Source material START
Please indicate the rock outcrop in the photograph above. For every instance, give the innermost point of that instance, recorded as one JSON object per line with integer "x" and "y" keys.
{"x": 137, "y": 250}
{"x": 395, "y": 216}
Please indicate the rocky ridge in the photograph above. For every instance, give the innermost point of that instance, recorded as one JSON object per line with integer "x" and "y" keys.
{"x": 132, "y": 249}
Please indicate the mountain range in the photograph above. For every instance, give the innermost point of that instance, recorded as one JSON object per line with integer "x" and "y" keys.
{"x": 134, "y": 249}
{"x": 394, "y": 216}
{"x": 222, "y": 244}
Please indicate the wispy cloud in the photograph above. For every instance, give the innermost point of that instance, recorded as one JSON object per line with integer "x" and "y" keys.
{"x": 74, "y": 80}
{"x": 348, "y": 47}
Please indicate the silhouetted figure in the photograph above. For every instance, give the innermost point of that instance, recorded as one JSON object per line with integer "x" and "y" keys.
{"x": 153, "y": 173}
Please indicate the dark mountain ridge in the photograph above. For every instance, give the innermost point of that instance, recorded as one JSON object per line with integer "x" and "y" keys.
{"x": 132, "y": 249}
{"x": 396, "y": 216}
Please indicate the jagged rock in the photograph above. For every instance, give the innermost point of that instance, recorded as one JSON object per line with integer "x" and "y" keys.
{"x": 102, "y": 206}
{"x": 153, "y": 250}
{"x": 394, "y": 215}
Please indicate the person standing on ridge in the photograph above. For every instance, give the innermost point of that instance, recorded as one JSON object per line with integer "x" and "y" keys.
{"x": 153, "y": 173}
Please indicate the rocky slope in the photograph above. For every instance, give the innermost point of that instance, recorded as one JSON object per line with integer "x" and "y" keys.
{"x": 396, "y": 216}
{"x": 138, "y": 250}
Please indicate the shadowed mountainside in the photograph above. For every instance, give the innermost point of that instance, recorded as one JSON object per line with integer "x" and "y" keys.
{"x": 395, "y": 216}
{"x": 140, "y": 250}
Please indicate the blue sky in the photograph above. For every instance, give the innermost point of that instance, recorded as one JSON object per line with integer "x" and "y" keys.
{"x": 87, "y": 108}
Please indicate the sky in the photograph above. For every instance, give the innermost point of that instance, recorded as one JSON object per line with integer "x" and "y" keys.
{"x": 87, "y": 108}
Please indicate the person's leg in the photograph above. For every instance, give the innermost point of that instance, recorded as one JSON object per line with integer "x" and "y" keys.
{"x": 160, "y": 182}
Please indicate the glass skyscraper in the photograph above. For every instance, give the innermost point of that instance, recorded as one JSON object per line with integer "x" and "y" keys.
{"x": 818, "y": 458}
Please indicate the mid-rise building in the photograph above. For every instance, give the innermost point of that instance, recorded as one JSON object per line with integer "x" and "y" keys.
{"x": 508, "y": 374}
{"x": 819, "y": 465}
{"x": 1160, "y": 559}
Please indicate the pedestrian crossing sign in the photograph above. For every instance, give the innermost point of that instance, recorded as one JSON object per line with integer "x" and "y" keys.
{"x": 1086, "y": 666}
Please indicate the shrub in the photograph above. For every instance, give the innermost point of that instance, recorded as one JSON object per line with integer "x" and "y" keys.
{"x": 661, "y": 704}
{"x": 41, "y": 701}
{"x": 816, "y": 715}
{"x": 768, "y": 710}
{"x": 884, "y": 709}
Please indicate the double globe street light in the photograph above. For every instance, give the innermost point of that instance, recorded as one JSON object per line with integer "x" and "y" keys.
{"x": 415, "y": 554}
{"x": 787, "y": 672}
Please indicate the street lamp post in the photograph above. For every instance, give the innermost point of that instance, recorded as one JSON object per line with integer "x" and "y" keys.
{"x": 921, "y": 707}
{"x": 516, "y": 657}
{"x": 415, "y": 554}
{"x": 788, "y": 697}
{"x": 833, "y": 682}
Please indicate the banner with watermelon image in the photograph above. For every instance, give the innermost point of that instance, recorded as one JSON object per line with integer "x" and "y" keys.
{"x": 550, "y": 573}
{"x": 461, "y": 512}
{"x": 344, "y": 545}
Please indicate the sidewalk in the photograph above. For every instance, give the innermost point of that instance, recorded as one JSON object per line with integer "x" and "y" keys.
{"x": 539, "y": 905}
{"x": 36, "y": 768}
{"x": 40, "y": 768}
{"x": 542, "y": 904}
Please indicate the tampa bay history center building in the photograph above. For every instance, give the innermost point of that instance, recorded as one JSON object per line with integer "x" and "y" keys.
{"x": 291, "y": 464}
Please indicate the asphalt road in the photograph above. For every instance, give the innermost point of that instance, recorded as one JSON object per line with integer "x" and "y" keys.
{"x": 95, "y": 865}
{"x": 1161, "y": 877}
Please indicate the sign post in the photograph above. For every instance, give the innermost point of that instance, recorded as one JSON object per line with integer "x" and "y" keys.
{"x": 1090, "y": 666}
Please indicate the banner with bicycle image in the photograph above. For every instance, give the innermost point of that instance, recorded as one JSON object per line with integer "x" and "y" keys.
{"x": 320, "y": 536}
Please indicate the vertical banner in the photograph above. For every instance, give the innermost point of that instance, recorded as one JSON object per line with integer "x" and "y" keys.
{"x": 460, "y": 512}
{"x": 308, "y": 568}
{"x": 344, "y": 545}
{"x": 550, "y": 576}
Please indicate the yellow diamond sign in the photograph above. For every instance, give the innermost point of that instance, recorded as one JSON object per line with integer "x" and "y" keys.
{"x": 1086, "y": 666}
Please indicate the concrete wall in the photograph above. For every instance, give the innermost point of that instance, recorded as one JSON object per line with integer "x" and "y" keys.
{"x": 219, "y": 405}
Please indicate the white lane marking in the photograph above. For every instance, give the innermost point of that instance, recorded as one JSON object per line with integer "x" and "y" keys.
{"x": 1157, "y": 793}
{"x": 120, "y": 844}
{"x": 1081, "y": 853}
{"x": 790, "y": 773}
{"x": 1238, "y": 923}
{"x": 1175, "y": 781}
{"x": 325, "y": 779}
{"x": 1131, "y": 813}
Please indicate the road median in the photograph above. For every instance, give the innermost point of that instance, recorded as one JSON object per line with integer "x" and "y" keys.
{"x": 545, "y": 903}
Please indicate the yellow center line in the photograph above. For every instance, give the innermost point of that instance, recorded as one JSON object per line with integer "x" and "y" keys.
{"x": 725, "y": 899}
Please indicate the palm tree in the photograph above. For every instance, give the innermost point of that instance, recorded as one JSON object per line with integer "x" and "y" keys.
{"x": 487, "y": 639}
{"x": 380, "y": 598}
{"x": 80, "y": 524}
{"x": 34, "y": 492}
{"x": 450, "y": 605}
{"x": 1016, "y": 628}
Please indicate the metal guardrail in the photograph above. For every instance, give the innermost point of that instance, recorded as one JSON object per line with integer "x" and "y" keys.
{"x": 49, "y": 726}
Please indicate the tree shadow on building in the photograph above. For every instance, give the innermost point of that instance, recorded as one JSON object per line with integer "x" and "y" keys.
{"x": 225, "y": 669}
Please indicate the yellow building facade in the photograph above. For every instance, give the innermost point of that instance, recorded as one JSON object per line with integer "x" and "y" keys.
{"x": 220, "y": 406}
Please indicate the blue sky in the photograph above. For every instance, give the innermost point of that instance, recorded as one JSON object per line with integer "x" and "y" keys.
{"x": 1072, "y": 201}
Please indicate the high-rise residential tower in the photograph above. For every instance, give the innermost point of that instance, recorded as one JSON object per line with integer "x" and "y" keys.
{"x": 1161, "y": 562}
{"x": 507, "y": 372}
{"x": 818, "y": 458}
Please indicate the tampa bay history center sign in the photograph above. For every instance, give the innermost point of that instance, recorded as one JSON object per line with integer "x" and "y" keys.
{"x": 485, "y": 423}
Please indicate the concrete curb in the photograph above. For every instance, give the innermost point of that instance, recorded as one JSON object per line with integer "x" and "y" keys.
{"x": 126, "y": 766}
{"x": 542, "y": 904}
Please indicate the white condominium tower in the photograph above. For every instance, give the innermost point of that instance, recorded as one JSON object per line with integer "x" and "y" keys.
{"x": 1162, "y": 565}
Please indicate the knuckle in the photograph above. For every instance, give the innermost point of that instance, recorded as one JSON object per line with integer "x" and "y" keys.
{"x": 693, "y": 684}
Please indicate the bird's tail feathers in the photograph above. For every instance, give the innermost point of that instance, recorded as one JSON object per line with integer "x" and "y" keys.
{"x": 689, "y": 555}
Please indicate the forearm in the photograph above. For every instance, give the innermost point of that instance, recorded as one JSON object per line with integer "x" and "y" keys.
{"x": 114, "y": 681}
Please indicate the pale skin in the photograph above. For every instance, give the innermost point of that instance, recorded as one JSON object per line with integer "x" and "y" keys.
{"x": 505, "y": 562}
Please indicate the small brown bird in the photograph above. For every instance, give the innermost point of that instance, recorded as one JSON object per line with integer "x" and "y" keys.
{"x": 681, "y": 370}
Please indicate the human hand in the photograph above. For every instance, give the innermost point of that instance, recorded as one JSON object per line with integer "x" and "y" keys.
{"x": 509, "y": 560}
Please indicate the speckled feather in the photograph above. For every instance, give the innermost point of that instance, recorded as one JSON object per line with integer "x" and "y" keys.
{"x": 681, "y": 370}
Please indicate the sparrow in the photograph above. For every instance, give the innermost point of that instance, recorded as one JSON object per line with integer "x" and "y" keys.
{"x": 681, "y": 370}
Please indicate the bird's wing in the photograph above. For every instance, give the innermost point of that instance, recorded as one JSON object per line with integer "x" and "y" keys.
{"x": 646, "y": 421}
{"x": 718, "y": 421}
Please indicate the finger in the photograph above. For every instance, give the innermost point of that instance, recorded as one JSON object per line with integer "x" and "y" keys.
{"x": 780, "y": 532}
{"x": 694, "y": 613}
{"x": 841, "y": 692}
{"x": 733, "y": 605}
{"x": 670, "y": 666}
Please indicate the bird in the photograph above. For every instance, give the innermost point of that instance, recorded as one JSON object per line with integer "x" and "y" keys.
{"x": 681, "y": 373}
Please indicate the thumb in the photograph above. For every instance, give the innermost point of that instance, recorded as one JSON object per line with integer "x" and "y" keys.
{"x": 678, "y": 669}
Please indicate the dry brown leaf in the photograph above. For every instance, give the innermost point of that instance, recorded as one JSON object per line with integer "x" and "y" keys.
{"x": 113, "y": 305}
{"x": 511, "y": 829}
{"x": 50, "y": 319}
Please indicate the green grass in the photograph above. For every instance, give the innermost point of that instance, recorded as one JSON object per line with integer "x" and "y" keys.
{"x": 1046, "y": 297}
Source material END
Exercise details
With the line containing "Please indicate the green" as the first, output each line through the final line of the entries above, exactly.

Response area
Please indicate the green grass in the photograph above. For every instance, give the innermost point of that instance, recorded as one JSON object per line with integer "x" and "y" keys.
{"x": 1046, "y": 297}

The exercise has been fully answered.